Text segment:
#####

Title:  Introduction to braid varieties

Abstract: Braids are familiar objects in topology, but they also build rich geometric spaces known as braid varieties. These varieties generalize many well-known spaces in Lie theory, such as open Richardson and positroid varieties, and possess a natural cluster algebra structure. This talk will introduce braid varieties through examples, explain how they encode both topological and algebraic information, and highlight their connections to cluster combinatorics.

Title:  2-dimensional Artin groups via quotients

Abstract: Two common families of groups in geometric group theory are the Artin groups and the Coxeter groups. Coxeter groups are very well-understood and well-studied. The Artin groups share many similarities, but very little is known about them in general. I will discuss recent work studying the "2-dimensional" Artin groups through their quotients to the so-called Shephard groups. A Coxeter group is a certain quotient of an Artin group, and these Shephard quotients can be thought of as interpolations between the Coxeter group quotient and the Artin group itself. The Shephard groups possess their own interesting and sometimes unintuitive (or even counterintuitive) geometry and topology, with some unexpected connections. We can leverage this divergence to prove new results for Artin groups themselves; as our main example, we apply a "pseudo-Dehn filling" procedure to show that the hyperbolic-type 2-dimensional Artin groups are fully residually hyperbolic, and if they are also FC-type, they are residually finite.

Title: A basis for the graph skein module of thickened surfaces

Abstract: The graph skein module of a 3-manifold is the quotient of the free algebra of embedded trivalent graphs by the Yamada local relations. It is closely related to the Kauffman bracket skein module. In this talk I will describe a basis for the graph skein module of thickened oriented surfaces. Time permitting, I will discuss the applications of this basis to finding generating sets for the graph skein algebras of small surfaces.

Title:  Steinberg skein relations at roots of unity 

Abstract: This talk discusses some of the relationships between skein theory and the representation theory of quantum sl2 when q is a root of unity. Specifically, I focus on the Frobenius pullback functor on Uq sl2 representations and see how this relates to Bonahon-Wong's Frobenius skein homomorphism between Kauffman bracket skein modules. I'll describe results from my joint work with Vijay Higgins in which we proved what we called Steinberg skein identities and used these in a new proof of the well-definition of the Frobenius skein homomorphism.

Title:  Exotic pseudo-mapping-classes for 4-manifolds

Abstract: A pseudo-isotopy is a weakening of the concept of isotopy, removing the insistence that it is level-preserving. Pseudo-isotopies play a key role in the study of mapping class groups in dimensions 4 and above. We investigate the question: if a self-diffeomorphism of a 4-manifold is topologically pseudo-isotopic to the identity, must it always be smoothly so? We produce the first examples where the answer is “no” -- the first exotic pseudo mapping classes. On the other hand, we derive a set of conditions on the fundamental group of a 4-manifold that identify a large class of examples where this topological-to-smooth upgrade can always be made. This is joint work with Mark Powell and Oscar Randal-Williams.

#####

Request: Carry on the list of seminar talk abstracts from the point where it stops, after the abstract on exotic pseudo-mapping-classes for 4-manifolds.

#####

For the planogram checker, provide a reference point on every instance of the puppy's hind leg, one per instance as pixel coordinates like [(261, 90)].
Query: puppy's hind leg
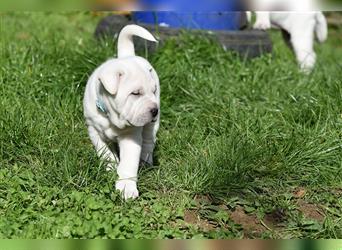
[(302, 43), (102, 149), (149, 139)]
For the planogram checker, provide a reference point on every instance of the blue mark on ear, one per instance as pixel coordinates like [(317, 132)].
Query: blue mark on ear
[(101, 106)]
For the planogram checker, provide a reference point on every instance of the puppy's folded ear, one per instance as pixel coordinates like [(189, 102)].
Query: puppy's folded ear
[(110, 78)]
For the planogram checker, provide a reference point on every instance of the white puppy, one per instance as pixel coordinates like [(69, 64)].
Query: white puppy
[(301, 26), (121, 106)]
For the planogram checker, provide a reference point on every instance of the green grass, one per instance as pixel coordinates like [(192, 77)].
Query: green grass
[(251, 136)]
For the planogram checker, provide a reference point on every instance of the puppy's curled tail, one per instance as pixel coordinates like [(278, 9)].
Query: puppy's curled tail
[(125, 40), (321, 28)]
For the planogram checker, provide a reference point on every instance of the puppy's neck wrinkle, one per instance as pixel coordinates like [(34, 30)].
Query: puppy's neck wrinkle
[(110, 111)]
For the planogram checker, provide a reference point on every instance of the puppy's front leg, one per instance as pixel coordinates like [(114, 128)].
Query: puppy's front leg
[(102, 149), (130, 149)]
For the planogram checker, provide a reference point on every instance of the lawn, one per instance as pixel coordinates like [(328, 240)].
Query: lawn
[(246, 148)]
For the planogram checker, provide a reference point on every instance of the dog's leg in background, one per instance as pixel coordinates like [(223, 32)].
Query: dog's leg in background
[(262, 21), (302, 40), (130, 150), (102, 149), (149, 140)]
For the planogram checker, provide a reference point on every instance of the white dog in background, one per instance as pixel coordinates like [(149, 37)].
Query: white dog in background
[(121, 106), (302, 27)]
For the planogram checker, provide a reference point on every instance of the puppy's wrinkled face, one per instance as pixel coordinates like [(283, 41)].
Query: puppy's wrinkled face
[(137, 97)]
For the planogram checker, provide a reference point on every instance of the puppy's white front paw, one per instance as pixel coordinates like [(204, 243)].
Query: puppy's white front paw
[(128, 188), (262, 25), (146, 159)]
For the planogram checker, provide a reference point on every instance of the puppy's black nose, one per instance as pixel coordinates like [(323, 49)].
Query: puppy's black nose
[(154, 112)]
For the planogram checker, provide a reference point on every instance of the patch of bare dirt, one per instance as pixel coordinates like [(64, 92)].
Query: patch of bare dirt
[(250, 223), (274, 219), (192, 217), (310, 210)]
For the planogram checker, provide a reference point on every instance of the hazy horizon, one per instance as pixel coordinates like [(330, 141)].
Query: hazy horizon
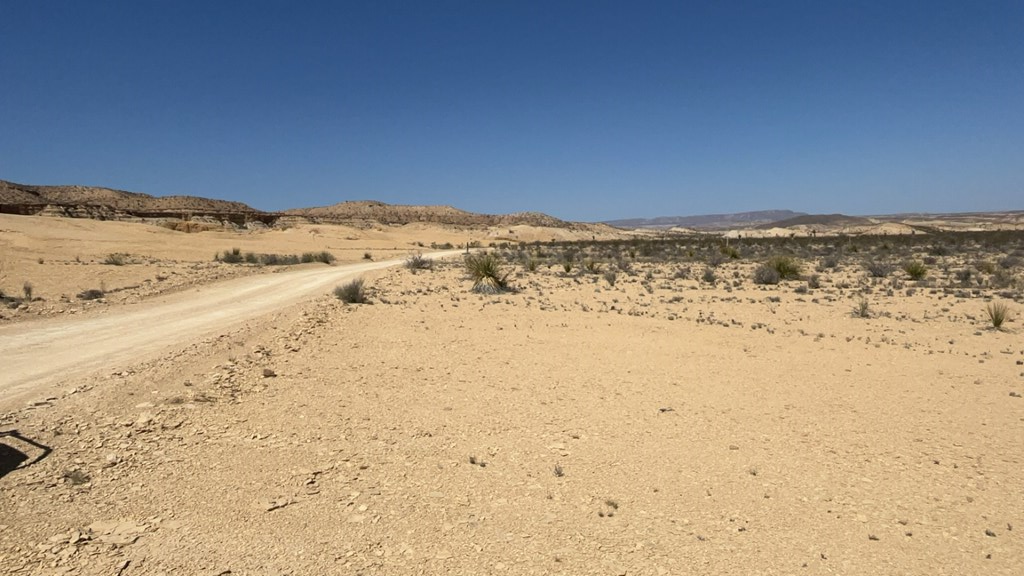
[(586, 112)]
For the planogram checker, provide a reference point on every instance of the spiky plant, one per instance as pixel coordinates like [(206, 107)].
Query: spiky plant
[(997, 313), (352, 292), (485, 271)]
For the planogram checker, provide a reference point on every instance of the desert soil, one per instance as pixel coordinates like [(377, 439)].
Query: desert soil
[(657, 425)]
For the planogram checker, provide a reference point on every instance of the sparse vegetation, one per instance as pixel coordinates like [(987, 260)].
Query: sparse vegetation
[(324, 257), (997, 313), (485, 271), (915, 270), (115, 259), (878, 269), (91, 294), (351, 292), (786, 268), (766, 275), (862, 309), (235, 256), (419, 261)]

#####

Task response:
Title:  Fusion Trees in Non-semisimple Topological Quantum Computation

Abstract: Unitary (2+1)-dimensional topological quantum field theories (TQFTs) govern the mathematics of (2+1)-dimensional topological phases with rich properties that can host quasiparticle excitations called anyons. Freedman, Kitaev, Larsen, and Wang demonstrated that topological phases of matter supporting non-abelian anyons provide fault-tolerant quantum computation models via topological quantum computation (TQC). In these frameworks, modular categories (MCs) provide the algebraic theories of anyons, quantum information is encoded in the topologies of the system, quantum states are encoded as fusion trees in Hom-spaces, and quantum computation via unitary gates is performed by braiding anyons.

In recent years, there has been a gradual paradigm shift within the TQFT community toward exploring non-semisimple structures, which appear to provide several advantages over traditional semisimple TQFTs. In this talk, we discuss the mathematical foundations for non-semisimple topological quantum computation (NSS TQC) and their fusion trees. First, we explore the non-semisimple Ising category, which is an augmentation to the (traditional) Ising modular fusion category (based on joint work with Filippo Iulianelli, Aaron Lauda, and Joshua Sussan) [arXiv:2410.14860] [arXiv:2509.02843]. Next, we explain how a family of homological representations is related to the fusion trees that appear in NSS TQC [arXiv:2510.27218].

Title:  Cornered skein lasagna theory

Abstract: The Khovanov-Rozansky skein lasagna module was introduced by Morrison-Walker-Wedrich as an invariant of 4-manifold with a framed oriented link in the boundary. I will discuss an extension of the skein lasagna theory to 4-manifolds with codimension 2 corners, and its behavior under gluing. I will also talk about a categorical framework for a presentation of skein lasagna module of trisected closed 4-manifolds. This is joint work with Sarah Blackwell and Slava Krushkal.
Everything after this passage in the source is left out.